→ **任务**
1. 用两句话概括关于 Bilibili 弹幕搜索工具的文本。
2. 在 Bilibili 弹幕搜索工具的文本里,代码为何要准备一个包含多条 User-Agent 字符串的列表?请用一两句话回答。
3. 从 Bilibili 弹幕搜索工具这段文本最后一行之后接着写下去。

→ **所给文本**
%%
Bilibili 弹幕搜索工具

实现方法

该工具使用 Python 实现,主要用于搜索和解析 Bilibili 视频的弹幕信息。

主要依赖

PyQt5==5.15.11
lxml==5.3.0
requests==2.30.0

核心功能

  1. 随机 User-Agent
import sys
import asyncio
import requests
import re
import datetime
from lxml import etree
from PyQt5.QtWidgets import QApplication, QWidget, QLineEdit, QPushButton, QVBoxLayout, QTableWidget, QTableWidgetItem
from PyQt5.QtCore import QRunnable, QThreadPool, pyqtSignal, QObject
import random
import logging  # 导入 logging 模块

# 配置日志
logging.basicConfig(level=logging.INFO, format='%(asctime)s - %(levelname)s - %(message)s')

# 保证每一次运行headers都不一样
user_agent_list = [
    "Mozilla/5.0 (Windows NT 10.0; WOW64) AppleWebKit/537.36 (KHTML, like Gecko) Chrome/68.0.3440.106 Safari/537.36",
    "Mozilla/5.0 (Windows NT 10.0; WOW64) AppleWebKit/537.36 (KHTML, like Gecko) Chrome/67.0.3396.99 Safari/537.36",
    "Mozilla/5.0 (Windows NT 10.0; WOW64) Gecko/20100101 Firefox/61.0",
    "Mozilla/5.0 (Windows NT 10.0; WOW64) AppleWebKit/537.36 (KHTML, like Gecko) Chrome/64.0.3282.186 Safari/537.36",
    "Mozilla/5.0 (X11; Linux x86_64) AppleWebKit/537.36 (KHTML, like Gecko) Chrome/62.0.3202.62 Safari/537.36",
]

# CRC32 算法部分
CRCPOLYNOMIAL = 0xEDB88320
crctable = [0 for x in range(256)]

def create_table():
    for i in range(256):
        crcreg = i
        for _ in range(8):
            if (crcreg & 1) != 0:
                crcreg = CRCPOLYNOMIAL ^ (crcreg >> 1)
%%
→ **记录信息**
%%
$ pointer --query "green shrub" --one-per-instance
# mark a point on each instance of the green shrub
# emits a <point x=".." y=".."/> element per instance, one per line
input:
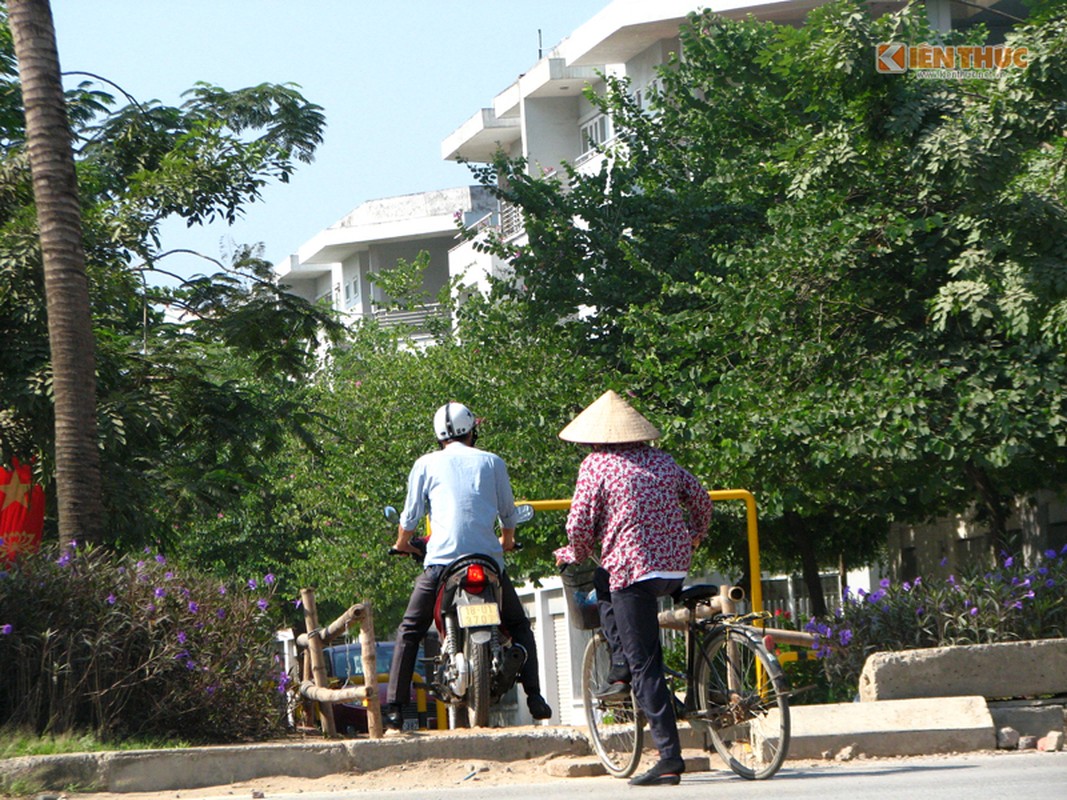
%%
→ **回答**
1. 该工具用 Python 实现,主要用于搜索和解析 Bilibili 视频的弹幕信息,依赖 PyQt5 5.15.11、lxml 5.3.0 和 requests 2.30.0。代码准备了一组 User-Agent 字符串,使每次运行的 headers 都不一样,还开始编写以 0xEDB88320 为多项式、含 256 项查找表的 CRC32 算法。

2. 代码注释写明,这是为了保证每一次运行时 headers 都不一样。这一部分对应核心功能中的"随机 User-Agent"。

3.
            else:
                crcreg = crcreg >> 1
        crctable[i] = crcreg

def crc32(string):
    crcstart = 0xFFFFFFFF
    for i in range(len(str(string))):
        index = (crcstart ^ ord(str(string)[i])) & 255
        crcstart = (crcstart >> 8) ^ crctable[index]
    return crcstart

def crc32_last_index(string):
    crcstart = 0xFFFFFFFF
    for i in range(len(str(string))):
        index = (crcstart ^ ord(str(string)[i])) & 255
        crcstart = (crcstart >> 8) ^ crctable[index]
    return index

def get_crc_index(t):
    for i in range(256):
        if crctable[i] >> 24 == t:
            return i
    return -1

def deep_check(i, index):
    string = ""
    tc = 0x00
    hashcode = crc32(i)
    tc = hashcode & 0xff ^ index[2]
    if not (tc <= 57 and tc >= 48):
        return [0]
    string += str(tc - 48)
    hashcode = crctable[index[2]] ^ (hashcode >> 8)
    tc = hashcode & 0xff ^ index[1]
    if not (tc <= 57 and tc >= 48):
        return [0]
    string += str(tc - 48)
    hashcode = crctable[index[1]] ^ (hashcode >> 8)
    tc = hashcode & 0xff ^ index[0]
    if not (tc <= 57 and tc >= 48):
        return [0]
    string += str(tc - 48)
    hashcode = crctable[index[0]] ^ (hashcode >> 8)
    return [1, string]

def parse_crc(user_id):
    index = [0 for x in range(4)]
    ht = int(f"0x{user_id}", 16) ^ 0xffffffff

    for i in range(3, -1, -1):
        index[3 - i] = get_crc_index(ht >> (i * 8))
        snum = crctable[index[3 - i]]
        ht ^= snum >> ((3 - i) * 8)

    for i in range(100000000):
        lastindex = crc32_last_index(i)
        if lastindex == index[3]:
            deepCheckData = deep_check(i, index)
            if deepCheckData[0]:
                return f"{i}{deepCheckData[1]}"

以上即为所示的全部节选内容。